[Dataset rows]
----

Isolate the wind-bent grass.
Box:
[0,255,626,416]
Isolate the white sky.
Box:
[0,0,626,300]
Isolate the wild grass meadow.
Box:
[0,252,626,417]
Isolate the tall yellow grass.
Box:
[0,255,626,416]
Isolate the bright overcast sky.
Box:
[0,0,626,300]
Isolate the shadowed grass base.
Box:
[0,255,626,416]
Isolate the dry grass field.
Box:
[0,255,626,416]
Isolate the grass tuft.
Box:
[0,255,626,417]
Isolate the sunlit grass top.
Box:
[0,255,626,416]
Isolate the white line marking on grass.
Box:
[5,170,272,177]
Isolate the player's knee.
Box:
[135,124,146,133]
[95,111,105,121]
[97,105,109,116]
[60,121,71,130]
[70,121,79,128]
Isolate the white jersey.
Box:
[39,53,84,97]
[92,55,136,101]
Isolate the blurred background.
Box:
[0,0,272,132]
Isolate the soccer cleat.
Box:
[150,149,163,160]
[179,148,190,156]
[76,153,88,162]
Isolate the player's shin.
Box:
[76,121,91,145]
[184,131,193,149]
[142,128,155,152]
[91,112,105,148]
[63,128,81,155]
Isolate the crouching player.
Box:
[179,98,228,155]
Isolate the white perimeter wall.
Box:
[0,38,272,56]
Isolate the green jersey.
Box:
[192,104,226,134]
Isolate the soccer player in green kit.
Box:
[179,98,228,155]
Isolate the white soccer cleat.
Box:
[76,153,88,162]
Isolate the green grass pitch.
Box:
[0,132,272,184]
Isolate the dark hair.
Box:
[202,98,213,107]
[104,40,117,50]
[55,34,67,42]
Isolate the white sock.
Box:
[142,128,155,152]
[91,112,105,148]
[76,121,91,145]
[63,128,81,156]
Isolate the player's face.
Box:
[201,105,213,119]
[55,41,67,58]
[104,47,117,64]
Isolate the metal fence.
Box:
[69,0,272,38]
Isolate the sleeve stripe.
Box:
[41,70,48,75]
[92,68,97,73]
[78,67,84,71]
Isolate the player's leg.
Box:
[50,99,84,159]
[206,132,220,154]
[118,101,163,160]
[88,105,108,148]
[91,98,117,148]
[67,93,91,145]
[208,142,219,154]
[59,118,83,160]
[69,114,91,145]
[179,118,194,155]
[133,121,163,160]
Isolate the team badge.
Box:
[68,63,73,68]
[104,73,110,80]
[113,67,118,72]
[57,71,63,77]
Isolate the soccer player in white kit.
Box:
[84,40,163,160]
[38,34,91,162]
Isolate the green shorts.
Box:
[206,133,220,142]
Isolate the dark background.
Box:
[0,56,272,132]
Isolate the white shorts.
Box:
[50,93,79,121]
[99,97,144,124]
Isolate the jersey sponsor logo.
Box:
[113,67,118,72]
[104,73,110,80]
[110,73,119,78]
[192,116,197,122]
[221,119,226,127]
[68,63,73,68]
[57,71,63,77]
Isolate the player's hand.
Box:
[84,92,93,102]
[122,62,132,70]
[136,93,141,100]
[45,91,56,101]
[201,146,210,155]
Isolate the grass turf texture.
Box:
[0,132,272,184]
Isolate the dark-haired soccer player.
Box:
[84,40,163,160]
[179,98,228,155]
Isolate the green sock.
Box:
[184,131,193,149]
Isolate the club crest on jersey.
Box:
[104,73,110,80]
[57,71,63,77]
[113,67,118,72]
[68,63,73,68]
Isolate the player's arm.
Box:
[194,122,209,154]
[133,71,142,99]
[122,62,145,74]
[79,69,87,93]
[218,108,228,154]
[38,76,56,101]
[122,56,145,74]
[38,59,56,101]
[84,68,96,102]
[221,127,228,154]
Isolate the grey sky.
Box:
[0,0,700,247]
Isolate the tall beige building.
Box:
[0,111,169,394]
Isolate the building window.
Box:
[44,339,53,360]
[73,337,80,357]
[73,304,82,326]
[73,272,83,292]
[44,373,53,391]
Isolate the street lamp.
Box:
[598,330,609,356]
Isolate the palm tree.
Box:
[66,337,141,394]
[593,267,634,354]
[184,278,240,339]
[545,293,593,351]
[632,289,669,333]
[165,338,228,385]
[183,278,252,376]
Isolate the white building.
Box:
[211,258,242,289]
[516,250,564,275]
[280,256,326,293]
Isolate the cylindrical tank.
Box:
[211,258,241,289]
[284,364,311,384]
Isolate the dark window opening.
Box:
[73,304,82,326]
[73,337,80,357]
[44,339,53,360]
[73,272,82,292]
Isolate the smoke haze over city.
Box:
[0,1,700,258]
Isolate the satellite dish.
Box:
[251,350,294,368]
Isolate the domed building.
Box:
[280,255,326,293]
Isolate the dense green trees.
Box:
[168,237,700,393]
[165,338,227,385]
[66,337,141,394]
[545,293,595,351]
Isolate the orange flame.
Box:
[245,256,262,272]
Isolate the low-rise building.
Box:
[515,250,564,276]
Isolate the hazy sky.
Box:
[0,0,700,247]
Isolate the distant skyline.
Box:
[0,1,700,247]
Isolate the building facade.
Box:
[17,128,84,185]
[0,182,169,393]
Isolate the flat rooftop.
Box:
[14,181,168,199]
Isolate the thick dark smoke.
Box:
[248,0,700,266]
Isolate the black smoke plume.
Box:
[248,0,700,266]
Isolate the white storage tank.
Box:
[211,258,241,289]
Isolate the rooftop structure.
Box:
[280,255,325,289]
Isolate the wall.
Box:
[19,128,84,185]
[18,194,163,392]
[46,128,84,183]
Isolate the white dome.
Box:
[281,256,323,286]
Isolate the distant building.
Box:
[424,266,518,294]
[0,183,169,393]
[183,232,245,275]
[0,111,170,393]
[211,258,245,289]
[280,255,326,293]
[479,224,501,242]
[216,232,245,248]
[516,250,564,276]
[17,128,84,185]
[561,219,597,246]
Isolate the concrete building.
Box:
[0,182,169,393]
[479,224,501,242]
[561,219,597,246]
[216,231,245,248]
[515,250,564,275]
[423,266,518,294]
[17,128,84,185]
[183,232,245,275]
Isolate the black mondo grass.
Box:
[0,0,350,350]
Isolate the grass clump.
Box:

----

*SHORT PROBLEM*.
Arrange every line of the dataset rows above as a numbered list, skipping blank lines.

*SOLUTION TO THIS PROBLEM*.
1. Isolate the wind-bent grass.
2. Box:
3. [0,255,626,416]
4. Isolate the white sky.
5. Box:
6. [0,0,626,300]
7. Isolate the wild grass meadow.
8. Box:
9. [0,252,626,417]
10. Isolate the tall yellow grass.
11. Box:
12. [0,255,626,416]
13. Isolate the bright overcast sky.
14. Box:
15. [0,0,626,300]
16. Isolate the shadowed grass base.
17. Box:
18. [0,255,626,416]
19. Isolate the dry grass field.
20. Box:
21. [0,255,626,416]
22. Isolate the grass tuft.
23. Box:
24. [0,255,626,417]
25. Isolate the sunlit grass top.
26. Box:
27. [0,255,626,416]
28. Isolate the white line marking on grass.
29. Box:
30. [5,170,272,177]
31. Isolate the player's knee.
32. Box:
33. [135,124,146,133]
34. [95,111,105,121]
35. [97,105,109,116]
36. [60,121,71,130]
37. [70,121,79,128]
38. Isolate the white jersey.
39. Box:
40. [39,53,84,97]
41. [92,55,136,101]
42. Isolate the blurred background.
43. Box:
44. [0,0,272,132]
45. Isolate the soccer cleat.
46. Box:
47. [150,149,163,160]
48. [179,148,190,156]
49. [76,153,88,162]
50. Isolate the player's shin.
51. Box:
52. [76,121,91,145]
53. [184,131,193,149]
54. [142,128,155,152]
55. [91,112,105,148]
56. [63,128,81,155]
57. Isolate the crouching player.
58. Box:
59. [179,98,228,155]
60. Isolate the white perimeter wall.
61. Box:
62. [0,38,272,56]
63. Isolate the green jersey.
64. Box:
65. [192,104,226,134]
66. Isolate the soccer player in green kit.
67. Box:
68. [179,98,228,155]
69. Isolate the white soccer cleat.
70. Box:
71. [76,153,88,162]
72. Isolate the green grass pitch.
73. Box:
74. [0,132,272,184]
75. Isolate the dark hair.
76. Box:
77. [202,98,213,107]
78. [104,40,117,50]
79. [55,34,67,42]
80. Isolate the white sock.
81. Box:
82. [142,128,155,152]
83. [91,112,105,148]
84. [76,121,91,145]
85. [63,128,81,156]
86. Isolate the player's face.
87. Box:
88. [201,105,213,119]
89. [55,41,67,58]
90. [104,47,117,64]
91. Isolate the metal fence.
92. Box:
93. [69,0,272,38]
94. Isolate the sleeve stripe.
95. Box:
96. [41,70,48,75]
97. [92,68,97,73]
98. [78,67,84,71]
99. Isolate the player's leg.
100. Box:
101. [50,99,84,159]
102. [206,132,220,154]
103. [118,101,163,160]
104. [88,105,108,148]
105. [91,98,117,148]
106. [67,93,91,145]
107. [208,142,219,154]
108. [59,118,83,160]
109. [69,114,91,145]
110. [179,118,194,155]
111. [133,121,163,160]
112. Isolate the team badge.
113. Box:
114. [68,63,73,68]
115. [104,73,110,80]
116. [113,67,118,72]
117. [57,71,63,77]
118. Isolate the soccer player in white kit.
119. Box:
120. [84,40,163,160]
121. [38,34,91,162]
122. Isolate the green shorts.
123. Box:
124. [206,133,220,142]
125. Isolate the dark background.
126. Box:
127. [0,56,272,132]
128. Isolate the white shorts.
129. Box:
130. [50,93,79,121]
131. [99,97,144,124]
132. Isolate the jersey sponsor logo.
133. Box:
134. [113,67,118,72]
135. [104,73,110,80]
136. [110,73,119,78]
137. [192,116,197,122]
138. [221,119,226,127]
139. [68,63,73,68]
140. [57,71,63,77]
141. Isolate the player's hand.
142. Box:
143. [84,92,93,102]
144. [122,62,132,70]
145. [136,93,141,100]
146. [45,91,56,101]
147. [201,146,210,155]
148. Isolate the grass turf texture.
149. Box:
150. [0,132,272,184]
151. Isolate the dark-haired soccer player.
152. Box:
153. [84,40,163,160]
154. [179,98,228,155]
155. Isolate the green sock.
156. Box:
157. [184,131,193,149]
158. Isolate the club crest on jersey.
159. Box:
160. [104,73,110,80]
161. [57,71,63,77]
162. [113,67,118,72]
163. [68,63,73,68]
164. Isolate the player's arm.
165. Box:
166. [194,122,209,154]
167. [133,71,142,99]
168. [122,62,145,74]
169. [79,69,87,93]
170. [218,108,228,154]
171. [38,76,56,101]
172. [122,56,145,74]
173. [38,59,56,101]
174. [84,68,96,102]
175. [221,127,228,154]
176. Isolate the grey sky.
177. Box:
178. [0,0,700,247]
179. Isolate the tall beige building.
180. Box:
181. [0,111,169,394]
182. Isolate the building window.
183. Box:
184. [44,339,53,360]
185. [73,337,80,357]
186. [73,304,82,326]
187. [73,272,83,292]
188. [44,373,53,391]
189. Isolate the street lamp.
190. Box:
191. [598,330,609,356]
192. Isolate the palm tree.
193. Box:
194. [66,337,141,394]
195. [593,267,634,354]
196. [184,278,240,339]
197. [545,293,593,351]
198. [632,289,669,333]
199. [165,338,228,385]
200. [183,278,252,376]
201. Isolate the white building.
202. Box:
203. [211,258,242,289]
204. [516,250,564,275]
205. [280,256,326,293]
206. Isolate the cylindrical tank.
207. Box:
208. [211,258,241,289]
209. [284,364,311,384]
210. Isolate the dark window opening.
211. Box:
212. [73,304,82,326]
213. [73,337,80,357]
214. [44,339,53,360]
215. [73,272,82,292]
216. Isolate the smoke haze over city.
217. Box:
218. [0,1,700,258]
219. Isolate the satellite dish.
220. Box:
221. [251,350,294,368]
222. Isolate the domed building.
223. Box:
224. [280,255,326,293]
225. Isolate the dense green trees.
226. Box:
227. [168,237,700,393]
228. [165,338,227,385]
229. [66,337,141,394]
230. [545,293,595,351]
231. Isolate the orange flame.
232. Box:
233. [245,256,262,272]
234. Isolate the low-rise building.
235. Box:
236. [515,250,564,276]
237. Isolate the hazy sky.
238. Box:
239. [0,0,700,247]
240. Isolate the distant skyline.
241. Box:
242. [0,1,700,247]
243. Isolate the building facade.
244. Box:
245. [17,128,84,185]
246. [0,182,169,393]
247. Isolate the flat rooftop.
248. Box:
249. [14,181,168,199]
250. Isolate the thick dark smoke.
251. Box:
252. [248,0,700,266]
253. Isolate the black smoke plume.
254. Box:
255. [248,0,700,266]
256. Isolate the white storage tank.
257. Box:
258. [211,258,241,289]
259. Isolate the rooftop structure.
260. Box:
261. [280,255,325,289]
262. Isolate the wall.
263. Box:
264. [19,128,84,185]
265. [18,194,163,392]
266. [46,128,84,183]
267. Isolate the white dome.
268. Box:
269. [281,256,323,286]
270. Isolate the distant building.
271. Box:
272. [424,266,518,294]
273. [0,183,169,393]
274. [183,232,245,275]
275. [0,111,170,393]
276. [211,258,245,289]
277. [280,255,326,293]
278. [479,224,501,242]
279. [216,232,245,248]
280. [516,250,564,276]
281. [17,128,84,185]
282. [561,219,597,246]
283. Isolate the concrete building.
284. Box:
285. [0,182,169,393]
286. [479,224,501,242]
287. [561,219,597,246]
288. [216,231,245,248]
289. [515,250,564,275]
290. [423,266,518,294]
291. [17,128,84,185]
292. [183,232,245,275]
293. Isolate the black mondo grass.
294. Box:
295. [0,0,350,350]
296. Isolate the grass clump.
297. Box:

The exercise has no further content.